**Text block:**

When he returned to the United States from his European sojourn, Manship found that his style was attractive to both modernists and conservatives. His simplification of line and detail appealed to those who wished to move beyond the Beaux-Arts classical realism prevalent in the day. Also, his view of and use of a more traditional "beauty" as well as an avoidance of the more radical and abstract trends in art made his works attractive to more conservative art collectors. Manship's work is often considered to be a major precursor to Art Deco.

Manship produced over 700 works and always employed assistants of the highest quality. At least two of them, Gaston Lachaise and Leo Friedlander, went on to create significant places for themselves in the history of American sculpture.

Although not known as a portraitist, he did produce statues and busts of Theodore Roosevelt, Samuel Osgood, John D. Rockefeller, Robert Frost, Gifford Beal, and Henry L. Stimson. Manship was very adept at low relief and used these skills to produce a large number of coins and medals. Among his more prominent are the Dionysus medal, the second issue of the long running Society of Medalists; the first term inaugural medal for Franklin D. Roosevelt; and the John F. Kennedy inaugural medal. Additionally, during WW II he designed the U. S. Merchant Marine's Distinguished Service Medal, Meritorious Service Medal and Mariner's Medal.

Manship was chosen by the American Battle Monuments Commission to create monuments following both the First and Second World Wars. They are located respectively in the St. Mihiel American Cemetery and Memorial at Thiaucourt, France, and in the military cemetery at Anzio, Italy. His work was also part of the art competitions at the 1928 Summer Olympics and the 1932 Summer Olympics.

=== Affiliations and awards ===
For a number of summers early in his career, Manship found social and artistic companionship in Plainfield, New Hampshire, then part of the Cornish Art Colony, which attracted sculptors such as Augustus Saint-Gaudens, Herbert Adams, Daniel Chester French, and William Zorach. He visited first in 1915, returned the next three years, and then returned again a decade later. This period in his life has been recognized as significant, and Harry Rand observed that "Manship recognized 1916 as the year of his artistic maturity...[he] seemed to express modern ideas in terms of the primitive.

**Data:**

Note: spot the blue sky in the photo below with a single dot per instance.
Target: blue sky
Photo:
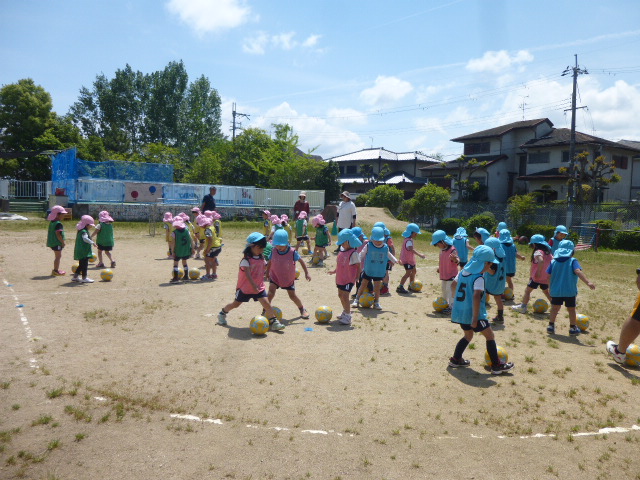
(406, 75)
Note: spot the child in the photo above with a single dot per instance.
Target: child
(56, 238)
(301, 231)
(470, 313)
(347, 270)
(322, 239)
(281, 270)
(510, 255)
(447, 265)
(495, 279)
(565, 271)
(82, 251)
(104, 240)
(408, 256)
(540, 260)
(462, 246)
(167, 223)
(182, 248)
(374, 256)
(251, 281)
(559, 234)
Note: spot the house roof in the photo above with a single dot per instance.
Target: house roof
(501, 130)
(552, 173)
(453, 164)
(382, 154)
(562, 136)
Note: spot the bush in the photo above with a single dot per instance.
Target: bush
(449, 225)
(485, 220)
(627, 240)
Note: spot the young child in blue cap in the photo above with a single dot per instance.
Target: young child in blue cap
(469, 310)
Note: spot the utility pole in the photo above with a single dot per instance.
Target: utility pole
(575, 71)
(237, 114)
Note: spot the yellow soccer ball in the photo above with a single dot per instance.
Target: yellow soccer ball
(540, 306)
(366, 299)
(324, 314)
(259, 325)
(439, 304)
(502, 355)
(583, 322)
(633, 356)
(106, 274)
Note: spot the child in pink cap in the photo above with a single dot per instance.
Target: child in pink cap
(56, 238)
(82, 251)
(104, 238)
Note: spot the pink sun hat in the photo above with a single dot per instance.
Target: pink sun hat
(57, 209)
(105, 217)
(85, 221)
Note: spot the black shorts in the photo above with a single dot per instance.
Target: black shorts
(290, 287)
(534, 285)
(245, 297)
(375, 279)
(482, 325)
(569, 302)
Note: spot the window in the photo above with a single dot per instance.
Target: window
(477, 148)
(621, 161)
(539, 157)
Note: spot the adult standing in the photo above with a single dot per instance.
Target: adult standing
(208, 202)
(301, 206)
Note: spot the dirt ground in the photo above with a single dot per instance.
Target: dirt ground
(132, 379)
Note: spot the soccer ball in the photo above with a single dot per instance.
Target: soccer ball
(540, 306)
(583, 322)
(106, 274)
(633, 355)
(366, 299)
(415, 286)
(502, 355)
(439, 304)
(324, 314)
(259, 325)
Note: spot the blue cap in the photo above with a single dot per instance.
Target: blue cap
(411, 228)
(565, 249)
(280, 238)
(377, 234)
(494, 243)
(481, 254)
(347, 235)
(439, 236)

**Aim of the task:**
Rewrite the passage of the text on Manship between "Manship was chosen" and "1932 Summer Olympics.", inclusive, replacing "Anzio" with "Nettuno".

**Answer:**
Manship was chosen by the American Battle Monuments Commission to create monuments following both the First and Second World Wars. They are located respectively in the St. Mihiel American Cemetery and Memorial at Thiaucourt, France, and in the military cemetery at Nettuno, Italy. His work was also part of the art competitions at the 1928 Summer Olympics and the 1932 Summer Olympics.